Each line from the beginning of the data below through the line containing "positive clicks: (207, 227)" should be repeated exactly, please.
▽
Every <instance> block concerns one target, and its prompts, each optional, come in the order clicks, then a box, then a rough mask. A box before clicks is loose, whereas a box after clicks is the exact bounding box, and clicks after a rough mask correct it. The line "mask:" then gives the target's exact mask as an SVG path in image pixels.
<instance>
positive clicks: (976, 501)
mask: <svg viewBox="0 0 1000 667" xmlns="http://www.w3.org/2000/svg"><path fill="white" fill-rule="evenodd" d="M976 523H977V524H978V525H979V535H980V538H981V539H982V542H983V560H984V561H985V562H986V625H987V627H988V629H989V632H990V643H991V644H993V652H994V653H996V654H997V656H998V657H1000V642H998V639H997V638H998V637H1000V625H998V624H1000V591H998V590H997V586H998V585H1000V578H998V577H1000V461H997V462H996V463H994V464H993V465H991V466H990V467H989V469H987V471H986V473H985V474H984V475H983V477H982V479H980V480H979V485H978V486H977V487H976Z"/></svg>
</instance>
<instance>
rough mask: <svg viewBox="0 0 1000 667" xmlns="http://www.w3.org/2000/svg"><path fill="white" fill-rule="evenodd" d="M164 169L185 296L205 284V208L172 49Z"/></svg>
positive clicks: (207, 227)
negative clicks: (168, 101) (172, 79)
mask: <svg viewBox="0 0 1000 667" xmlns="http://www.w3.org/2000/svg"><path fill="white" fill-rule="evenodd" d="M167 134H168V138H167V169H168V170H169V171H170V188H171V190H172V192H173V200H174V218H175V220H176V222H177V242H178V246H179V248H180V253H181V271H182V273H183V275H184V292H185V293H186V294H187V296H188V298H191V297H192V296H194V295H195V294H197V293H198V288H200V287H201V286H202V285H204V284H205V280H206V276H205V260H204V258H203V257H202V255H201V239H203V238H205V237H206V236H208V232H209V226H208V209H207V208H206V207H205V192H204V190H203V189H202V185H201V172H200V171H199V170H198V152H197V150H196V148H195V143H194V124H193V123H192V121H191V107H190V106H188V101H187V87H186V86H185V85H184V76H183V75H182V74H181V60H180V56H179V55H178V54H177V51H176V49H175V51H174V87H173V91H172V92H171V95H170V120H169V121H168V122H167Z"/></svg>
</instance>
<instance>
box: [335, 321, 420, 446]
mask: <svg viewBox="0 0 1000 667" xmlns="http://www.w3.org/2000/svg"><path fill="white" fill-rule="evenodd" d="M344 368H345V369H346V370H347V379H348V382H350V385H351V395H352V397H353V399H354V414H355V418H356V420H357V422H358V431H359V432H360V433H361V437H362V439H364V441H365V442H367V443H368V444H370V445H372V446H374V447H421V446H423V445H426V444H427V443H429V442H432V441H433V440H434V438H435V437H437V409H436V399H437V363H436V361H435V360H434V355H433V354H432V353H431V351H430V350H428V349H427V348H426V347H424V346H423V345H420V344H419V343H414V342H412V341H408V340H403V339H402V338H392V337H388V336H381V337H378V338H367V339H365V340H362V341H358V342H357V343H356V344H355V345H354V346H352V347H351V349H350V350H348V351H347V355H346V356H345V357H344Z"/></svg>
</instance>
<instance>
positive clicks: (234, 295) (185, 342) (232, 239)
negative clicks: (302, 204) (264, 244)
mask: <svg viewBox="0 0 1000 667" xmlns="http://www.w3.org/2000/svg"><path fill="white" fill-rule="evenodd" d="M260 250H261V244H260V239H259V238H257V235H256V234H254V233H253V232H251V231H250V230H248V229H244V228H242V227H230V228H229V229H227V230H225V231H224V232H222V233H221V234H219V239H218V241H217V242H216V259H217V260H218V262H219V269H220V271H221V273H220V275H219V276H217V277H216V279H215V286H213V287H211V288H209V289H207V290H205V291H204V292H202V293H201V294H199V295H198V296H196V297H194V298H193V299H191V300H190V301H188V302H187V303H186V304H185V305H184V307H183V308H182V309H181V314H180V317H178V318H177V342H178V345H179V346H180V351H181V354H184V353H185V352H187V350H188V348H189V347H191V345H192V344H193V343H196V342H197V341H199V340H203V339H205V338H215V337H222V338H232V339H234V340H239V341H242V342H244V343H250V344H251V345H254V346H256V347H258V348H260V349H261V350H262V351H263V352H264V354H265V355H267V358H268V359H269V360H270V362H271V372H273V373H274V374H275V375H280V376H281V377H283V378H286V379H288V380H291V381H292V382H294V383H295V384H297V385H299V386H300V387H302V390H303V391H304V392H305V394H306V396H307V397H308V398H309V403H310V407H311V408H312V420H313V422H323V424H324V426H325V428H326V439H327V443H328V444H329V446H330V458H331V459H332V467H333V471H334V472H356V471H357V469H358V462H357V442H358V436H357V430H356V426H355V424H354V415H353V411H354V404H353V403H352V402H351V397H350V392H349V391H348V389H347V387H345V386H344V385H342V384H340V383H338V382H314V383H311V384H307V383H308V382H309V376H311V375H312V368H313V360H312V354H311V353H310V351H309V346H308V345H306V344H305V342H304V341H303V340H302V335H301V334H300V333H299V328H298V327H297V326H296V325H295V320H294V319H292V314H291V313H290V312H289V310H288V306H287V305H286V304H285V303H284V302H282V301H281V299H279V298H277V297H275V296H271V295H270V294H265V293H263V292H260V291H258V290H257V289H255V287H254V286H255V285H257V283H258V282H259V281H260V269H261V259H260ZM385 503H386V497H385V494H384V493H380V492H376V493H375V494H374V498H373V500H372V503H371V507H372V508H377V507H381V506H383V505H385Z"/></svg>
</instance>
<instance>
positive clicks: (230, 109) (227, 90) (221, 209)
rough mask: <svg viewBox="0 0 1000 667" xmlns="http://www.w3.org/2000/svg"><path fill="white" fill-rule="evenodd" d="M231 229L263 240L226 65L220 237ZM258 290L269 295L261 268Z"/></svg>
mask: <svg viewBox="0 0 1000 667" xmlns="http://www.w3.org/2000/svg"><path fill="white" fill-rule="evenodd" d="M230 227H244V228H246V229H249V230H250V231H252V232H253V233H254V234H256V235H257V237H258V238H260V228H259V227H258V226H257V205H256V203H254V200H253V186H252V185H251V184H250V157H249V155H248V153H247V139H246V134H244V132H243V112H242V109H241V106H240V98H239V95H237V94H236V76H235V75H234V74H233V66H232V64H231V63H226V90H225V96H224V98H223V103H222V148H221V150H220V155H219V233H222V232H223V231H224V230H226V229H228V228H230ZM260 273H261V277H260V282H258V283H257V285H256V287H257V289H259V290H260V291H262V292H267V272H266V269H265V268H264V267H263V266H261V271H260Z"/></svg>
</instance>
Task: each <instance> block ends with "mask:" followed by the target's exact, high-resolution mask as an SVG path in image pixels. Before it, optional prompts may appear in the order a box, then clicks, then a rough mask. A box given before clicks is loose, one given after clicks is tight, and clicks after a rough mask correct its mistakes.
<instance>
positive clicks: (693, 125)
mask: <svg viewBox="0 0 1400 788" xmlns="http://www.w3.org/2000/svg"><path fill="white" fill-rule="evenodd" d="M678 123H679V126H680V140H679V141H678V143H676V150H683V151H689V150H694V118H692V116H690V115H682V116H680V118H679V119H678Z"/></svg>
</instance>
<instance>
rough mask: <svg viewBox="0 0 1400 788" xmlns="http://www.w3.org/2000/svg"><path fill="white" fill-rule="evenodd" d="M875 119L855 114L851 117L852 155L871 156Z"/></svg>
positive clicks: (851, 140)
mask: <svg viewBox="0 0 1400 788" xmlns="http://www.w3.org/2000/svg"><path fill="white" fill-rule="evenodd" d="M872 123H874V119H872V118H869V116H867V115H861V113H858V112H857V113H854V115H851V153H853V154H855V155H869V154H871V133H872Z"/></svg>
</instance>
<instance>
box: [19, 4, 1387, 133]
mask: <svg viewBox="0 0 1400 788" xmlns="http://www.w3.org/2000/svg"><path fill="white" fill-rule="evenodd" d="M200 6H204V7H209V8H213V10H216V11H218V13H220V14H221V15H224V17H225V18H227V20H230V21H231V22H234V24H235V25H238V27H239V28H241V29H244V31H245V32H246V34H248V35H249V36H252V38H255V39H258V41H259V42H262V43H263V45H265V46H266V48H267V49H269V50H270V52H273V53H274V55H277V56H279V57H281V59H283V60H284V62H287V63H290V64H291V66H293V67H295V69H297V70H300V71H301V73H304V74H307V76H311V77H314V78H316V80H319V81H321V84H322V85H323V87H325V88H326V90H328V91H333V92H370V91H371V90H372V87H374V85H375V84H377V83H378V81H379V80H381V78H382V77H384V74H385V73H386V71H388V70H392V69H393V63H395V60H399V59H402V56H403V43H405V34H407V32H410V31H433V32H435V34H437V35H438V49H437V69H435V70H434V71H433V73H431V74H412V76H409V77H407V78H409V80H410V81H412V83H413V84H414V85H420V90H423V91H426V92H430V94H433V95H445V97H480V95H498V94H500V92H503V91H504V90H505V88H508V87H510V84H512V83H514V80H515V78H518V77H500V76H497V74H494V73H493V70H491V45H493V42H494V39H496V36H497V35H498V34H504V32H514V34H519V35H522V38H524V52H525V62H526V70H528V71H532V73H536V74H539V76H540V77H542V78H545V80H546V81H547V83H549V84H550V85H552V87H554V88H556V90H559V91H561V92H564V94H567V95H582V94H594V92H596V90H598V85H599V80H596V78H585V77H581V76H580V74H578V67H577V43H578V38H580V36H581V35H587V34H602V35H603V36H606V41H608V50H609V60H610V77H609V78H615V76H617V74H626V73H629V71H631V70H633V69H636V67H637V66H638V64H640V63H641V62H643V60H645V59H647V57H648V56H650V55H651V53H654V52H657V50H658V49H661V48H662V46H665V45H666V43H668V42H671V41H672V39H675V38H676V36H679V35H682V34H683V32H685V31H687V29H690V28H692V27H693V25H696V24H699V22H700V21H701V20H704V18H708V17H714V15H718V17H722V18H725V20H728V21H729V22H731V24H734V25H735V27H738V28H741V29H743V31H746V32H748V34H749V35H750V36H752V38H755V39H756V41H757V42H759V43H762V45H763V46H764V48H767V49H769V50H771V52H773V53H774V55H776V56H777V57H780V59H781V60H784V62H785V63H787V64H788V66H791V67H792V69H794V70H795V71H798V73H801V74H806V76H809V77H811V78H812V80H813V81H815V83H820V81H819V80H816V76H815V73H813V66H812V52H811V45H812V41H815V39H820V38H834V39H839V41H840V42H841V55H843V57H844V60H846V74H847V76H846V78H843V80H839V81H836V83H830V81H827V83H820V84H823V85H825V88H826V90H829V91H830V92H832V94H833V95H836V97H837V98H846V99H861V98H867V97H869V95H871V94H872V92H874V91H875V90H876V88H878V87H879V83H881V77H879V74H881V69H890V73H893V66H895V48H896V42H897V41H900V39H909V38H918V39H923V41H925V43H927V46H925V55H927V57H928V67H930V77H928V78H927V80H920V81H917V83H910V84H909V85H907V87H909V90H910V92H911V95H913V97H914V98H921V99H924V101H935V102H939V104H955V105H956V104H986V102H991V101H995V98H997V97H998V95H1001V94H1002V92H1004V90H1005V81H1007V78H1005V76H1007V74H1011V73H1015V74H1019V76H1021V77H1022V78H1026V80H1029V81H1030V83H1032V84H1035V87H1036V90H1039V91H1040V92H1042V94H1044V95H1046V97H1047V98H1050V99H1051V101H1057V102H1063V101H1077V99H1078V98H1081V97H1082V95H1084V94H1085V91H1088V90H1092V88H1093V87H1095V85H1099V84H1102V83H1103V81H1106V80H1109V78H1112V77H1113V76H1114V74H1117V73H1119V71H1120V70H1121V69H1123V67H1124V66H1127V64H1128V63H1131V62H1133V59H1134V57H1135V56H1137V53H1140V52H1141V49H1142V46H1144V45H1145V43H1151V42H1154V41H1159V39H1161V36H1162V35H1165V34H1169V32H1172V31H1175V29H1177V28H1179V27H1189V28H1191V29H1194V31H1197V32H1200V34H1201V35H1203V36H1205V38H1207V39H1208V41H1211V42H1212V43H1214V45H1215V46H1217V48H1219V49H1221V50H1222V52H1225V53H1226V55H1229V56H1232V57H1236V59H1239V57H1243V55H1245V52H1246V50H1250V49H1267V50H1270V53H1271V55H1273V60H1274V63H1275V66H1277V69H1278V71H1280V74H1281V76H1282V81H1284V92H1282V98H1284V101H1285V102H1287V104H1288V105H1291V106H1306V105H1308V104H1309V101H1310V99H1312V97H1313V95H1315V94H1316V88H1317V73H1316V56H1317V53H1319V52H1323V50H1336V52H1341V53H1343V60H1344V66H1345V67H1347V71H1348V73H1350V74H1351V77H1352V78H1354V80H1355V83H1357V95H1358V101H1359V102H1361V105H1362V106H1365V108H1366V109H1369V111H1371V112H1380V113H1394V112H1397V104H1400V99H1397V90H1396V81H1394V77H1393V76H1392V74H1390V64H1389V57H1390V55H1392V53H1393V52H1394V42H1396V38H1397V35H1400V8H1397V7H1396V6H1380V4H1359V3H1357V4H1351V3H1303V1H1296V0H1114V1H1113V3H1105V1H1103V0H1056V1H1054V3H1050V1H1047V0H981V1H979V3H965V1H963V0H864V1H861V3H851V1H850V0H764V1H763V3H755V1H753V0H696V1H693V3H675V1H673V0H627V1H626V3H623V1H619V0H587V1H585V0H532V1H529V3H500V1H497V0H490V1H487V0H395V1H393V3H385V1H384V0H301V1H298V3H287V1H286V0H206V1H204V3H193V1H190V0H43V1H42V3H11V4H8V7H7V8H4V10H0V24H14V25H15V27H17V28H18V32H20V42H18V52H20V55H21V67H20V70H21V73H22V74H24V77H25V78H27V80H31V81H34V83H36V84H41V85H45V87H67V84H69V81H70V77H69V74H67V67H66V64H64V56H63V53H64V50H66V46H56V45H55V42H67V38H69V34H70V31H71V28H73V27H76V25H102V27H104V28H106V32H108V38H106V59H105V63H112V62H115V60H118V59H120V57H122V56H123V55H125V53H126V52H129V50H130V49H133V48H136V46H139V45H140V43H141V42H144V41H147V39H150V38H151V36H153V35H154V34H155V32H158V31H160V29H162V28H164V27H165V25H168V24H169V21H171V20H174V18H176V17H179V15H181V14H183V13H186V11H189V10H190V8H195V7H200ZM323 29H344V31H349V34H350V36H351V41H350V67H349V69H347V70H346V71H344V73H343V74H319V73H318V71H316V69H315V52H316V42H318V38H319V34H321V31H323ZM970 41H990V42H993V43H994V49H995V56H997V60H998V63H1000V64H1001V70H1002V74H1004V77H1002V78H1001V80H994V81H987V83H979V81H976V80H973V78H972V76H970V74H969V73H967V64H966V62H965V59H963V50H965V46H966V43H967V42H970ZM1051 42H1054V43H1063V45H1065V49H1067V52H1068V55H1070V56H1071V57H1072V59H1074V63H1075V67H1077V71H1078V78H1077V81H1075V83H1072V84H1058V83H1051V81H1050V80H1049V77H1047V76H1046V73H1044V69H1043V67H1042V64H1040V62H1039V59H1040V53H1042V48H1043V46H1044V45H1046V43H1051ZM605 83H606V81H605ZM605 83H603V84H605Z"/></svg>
△
Answer.
Every <instance> block concerns one target, and its prompts, each optional, come in the order clicks, then a box, then a rough mask. A box before clicks is loose, whereas a box after clicks is the exact bounding box, and clicks after a rough mask correct it. The line "mask:" then gives the target's exact mask as an SVG path in image pixels.
<instance>
positive clicks: (976, 501)
mask: <svg viewBox="0 0 1000 667" xmlns="http://www.w3.org/2000/svg"><path fill="white" fill-rule="evenodd" d="M976 523H977V524H978V525H979V535H980V538H981V539H982V542H983V560H984V561H985V562H986V625H987V627H988V629H989V632H990V643H991V644H993V652H994V653H996V654H997V656H998V657H1000V642H998V639H997V638H998V637H1000V625H998V624H1000V591H998V590H997V586H998V585H1000V578H998V577H1000V461H997V462H996V463H994V464H993V465H991V466H990V467H989V469H987V471H986V473H985V474H984V475H983V477H982V479H980V480H979V485H978V486H977V487H976Z"/></svg>
</instance>
<instance>
rough mask: <svg viewBox="0 0 1000 667" xmlns="http://www.w3.org/2000/svg"><path fill="white" fill-rule="evenodd" d="M164 169L185 296L205 284V208L172 49Z"/></svg>
positive clicks: (207, 227)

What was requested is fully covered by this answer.